**Task description**
Turn the lines of the records below into one numbered list, leaving out any blank lines.

**Record excerpts**
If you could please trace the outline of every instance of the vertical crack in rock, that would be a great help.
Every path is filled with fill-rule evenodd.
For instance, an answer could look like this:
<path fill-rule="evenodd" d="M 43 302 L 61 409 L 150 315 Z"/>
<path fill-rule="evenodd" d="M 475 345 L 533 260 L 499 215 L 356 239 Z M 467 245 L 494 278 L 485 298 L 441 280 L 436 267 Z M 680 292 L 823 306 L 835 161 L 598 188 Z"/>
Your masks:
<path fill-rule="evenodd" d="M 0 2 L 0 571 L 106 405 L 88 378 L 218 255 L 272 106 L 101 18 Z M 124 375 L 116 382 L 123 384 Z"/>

**Answer to the exercise**
1. If you could please trace the outline of every instance of the vertical crack in rock, that would be a great help.
2. Every path is filled with fill-rule evenodd.
3. For instance, an answer could look like this:
4. <path fill-rule="evenodd" d="M 43 302 L 61 409 L 150 315 Z"/>
5. <path fill-rule="evenodd" d="M 475 345 L 533 260 L 499 215 L 356 239 Z M 467 245 L 494 278 L 485 298 L 441 280 L 436 267 Z M 680 292 L 823 306 L 835 161 L 598 188 Z"/>
6. Your masks:
7. <path fill-rule="evenodd" d="M 0 2 L 0 571 L 106 405 L 88 378 L 218 255 L 272 106 L 101 18 Z M 124 375 L 116 382 L 123 384 Z"/>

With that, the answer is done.